++++ Texto fornecido ++++
Qual é a diferença entre as duas manchetes acima? Até o leitor menos atento perceberá. Uma delas: refere-se ao mesmo local, em situações diferentes. O título da matéria de sábado exibe o nome do local, informando a inauguração do brinquedo batizado de “Vainkará”. Um tom positivo, de exaltação pela estreia da atração. O título da matéria de segunda omite o nome do local, usando o termo genérico “parque aquático”, sobre um acidente, que resultou na morte de um turista dentro do complexo. Um tom negativo, acerca de uma tragédia no maior parque aquático da América Latina.

 

Meu questionamento, durante a semana, nas avaliações internas, se juntou à percepção de vários leitores, que entraram em contato para perguntar o motivo da abordagem diferente: por que, ao noticiar a morte de um turista, usamos “parque aquático”, na manchete do portal do O POVO, e não o nome do Beach Park? Por que usamos o nome “Beach Park” ao noticiar a inauguração do brinquedo no sábado? Qual é a diferença de tratamento jornalístico entre o acidente e a inauguração do badalado brinquedo?

 

Nos títulos das demais matérias e das notícias dos blogs, o genérico “parque aquático” foi usado quando a notícia focava no acidente. Na matéria do jornal impresso, na terça, 17/7, foi chamada na capa: “Após acidente que deixou um homem morto, parque aquático em Aquiraz fecha hoje”. Limitamos a vítima a “um homem” – uma pessoa que já estava identificada. O radialista conhecido como Ricardo Hill, de São Paulo.

 

Tratamentos diferentes

Na matéria interna, “Homem morre em acidente em parque aquático”, só citamos o nome do local do acidente no primeiro parágrafo, ignorando no título. Não procuramos a família da vítima nem amigos. Também não vi questionamentos acerca da segurança do equipamento. Na matéria, não há qualquer menção à ida da reportagem ao local do acidente.

 

Ah, a notícia do acidente não foi divulgada nas redes sociais do O POVO nem esteve na lista de notícias via WhatsApp que o jornal envia. Um modo claramente atípico do O POVO de noticiar a morte de alguém em um ambiente altamente frequentado por cearenses e turistas.

 

Interessante lembrar que, na segunda-feira, 16, o jornal impresso trouxe em meia página a matéria “Beach Park inaugura Vainkará e segue com plano de investimento”. Com foto em três colunas, quadro e depoimentos pomposos acerca do novo brinquedo, o jornal apresentava, com dados explícitos, a estratégia de ampliação da empresa. Um viés positivo para a empresa.
++++
• _Tarefas a realizar_:
(A) Responda com base no texto sobre as manchetes do O POVO:
(i) Que nome recebeu o brinquedo inaugurado no sábado?
(ii) Em que dia a capa do jornal impresso trouxe a chamada sobre o fechamento do parque aquático em Aquiraz?
(iii) Por quais dois canais do O POVO a notícia do acidente não foi divulgada?
(B) Prossiga o texto sobre as manchetes do O POVO a partir da última frase apresentada.
Os registros vêm de uma fonte diferente.
++++ Linhas armazenadas ++++
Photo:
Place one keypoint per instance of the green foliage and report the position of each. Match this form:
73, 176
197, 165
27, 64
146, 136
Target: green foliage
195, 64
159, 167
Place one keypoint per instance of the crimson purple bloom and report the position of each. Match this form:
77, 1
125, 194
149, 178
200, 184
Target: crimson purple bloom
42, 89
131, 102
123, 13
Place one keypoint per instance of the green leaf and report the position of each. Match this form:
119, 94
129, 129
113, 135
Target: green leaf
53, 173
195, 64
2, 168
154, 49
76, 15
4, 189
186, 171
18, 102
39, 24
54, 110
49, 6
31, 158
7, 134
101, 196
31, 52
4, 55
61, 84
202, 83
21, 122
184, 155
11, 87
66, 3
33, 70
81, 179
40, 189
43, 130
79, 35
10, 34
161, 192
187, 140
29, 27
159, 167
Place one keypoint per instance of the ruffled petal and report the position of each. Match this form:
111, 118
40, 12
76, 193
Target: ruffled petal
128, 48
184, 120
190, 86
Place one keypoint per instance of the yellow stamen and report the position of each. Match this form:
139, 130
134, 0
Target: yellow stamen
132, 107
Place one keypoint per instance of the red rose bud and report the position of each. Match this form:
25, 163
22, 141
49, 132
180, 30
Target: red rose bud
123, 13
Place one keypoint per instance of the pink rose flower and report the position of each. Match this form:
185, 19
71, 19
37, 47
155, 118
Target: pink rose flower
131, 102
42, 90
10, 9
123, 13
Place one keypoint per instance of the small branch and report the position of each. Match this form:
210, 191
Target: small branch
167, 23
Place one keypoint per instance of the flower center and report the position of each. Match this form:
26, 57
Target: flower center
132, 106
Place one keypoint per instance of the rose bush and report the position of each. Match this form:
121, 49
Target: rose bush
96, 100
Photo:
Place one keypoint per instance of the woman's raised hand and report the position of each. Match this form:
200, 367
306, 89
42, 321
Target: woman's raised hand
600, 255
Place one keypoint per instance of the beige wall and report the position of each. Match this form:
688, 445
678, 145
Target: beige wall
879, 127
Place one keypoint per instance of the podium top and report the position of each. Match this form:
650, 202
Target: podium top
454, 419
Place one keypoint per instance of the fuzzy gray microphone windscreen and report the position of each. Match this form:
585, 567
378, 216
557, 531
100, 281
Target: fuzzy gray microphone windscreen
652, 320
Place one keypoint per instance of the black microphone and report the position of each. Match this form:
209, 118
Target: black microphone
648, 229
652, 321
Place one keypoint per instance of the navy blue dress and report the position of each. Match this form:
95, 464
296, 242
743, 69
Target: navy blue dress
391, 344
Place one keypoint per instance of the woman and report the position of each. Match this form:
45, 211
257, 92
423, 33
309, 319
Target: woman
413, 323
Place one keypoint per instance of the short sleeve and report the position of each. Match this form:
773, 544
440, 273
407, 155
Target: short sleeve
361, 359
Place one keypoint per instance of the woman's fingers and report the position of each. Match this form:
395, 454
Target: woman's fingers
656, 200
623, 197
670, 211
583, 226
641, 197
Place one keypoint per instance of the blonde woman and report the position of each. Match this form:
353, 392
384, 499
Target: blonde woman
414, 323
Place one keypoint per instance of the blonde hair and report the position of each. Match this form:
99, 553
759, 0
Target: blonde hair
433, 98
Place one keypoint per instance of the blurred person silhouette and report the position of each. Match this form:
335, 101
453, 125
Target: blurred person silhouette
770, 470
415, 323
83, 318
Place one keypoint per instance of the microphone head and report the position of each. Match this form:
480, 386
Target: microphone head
++++
• _Respostas_:
(A)
(i) O brinquedo foi batizado de "Vainkará".
(ii) A chamada saiu na terça, 17/7.
(iii) A notícia não foi divulgada nas redes sociais do O POVO nem na lista de notícias que o jornal envia via WhatsApp.

(B)
 

A Chefia da Redação enviou em relação aos questionamentos: “É preciso não perder a perspectiva de um ponto: O POVO noticiou, em suas plataformas, o acidente ocorrido no Beach Park na última segunda-feira (16). A edição impressa do dia seguinte circulou com chamada de capa e manchete de página com foto. O Portal fez diversas atualizações e a rádio O POVO/CBN, da mesma forma, noticiou o fato e forneceu material para a CBN nacional. O mesmo aconteceu nos dias seguintes ao acidente. Em nenhum deles deixamos de publicar o nome do empreendimento ou suprimimos informação necessária à compreensão do fato. O Grupo de Comunicação O POVO entende ser de sua responsabilidade editorial, e disso não abre mão, a forma, a intensidade e a plataforma adequadas para a distribuição das notícias que apura.”

 

É óbvio que colocar o nome do local no título da matéria denota um peso negativo muito maior ao empreendimento – a notícia será facilmente achada em sites de busca, e o espaço, por ser tão conhecido, mais facilmente identificado pelo leitor. Não se trata de condenar definitivamente a empresa onde ocorreu o acidente, mas de publicar uma informação das mais básicas à notícia – o onde.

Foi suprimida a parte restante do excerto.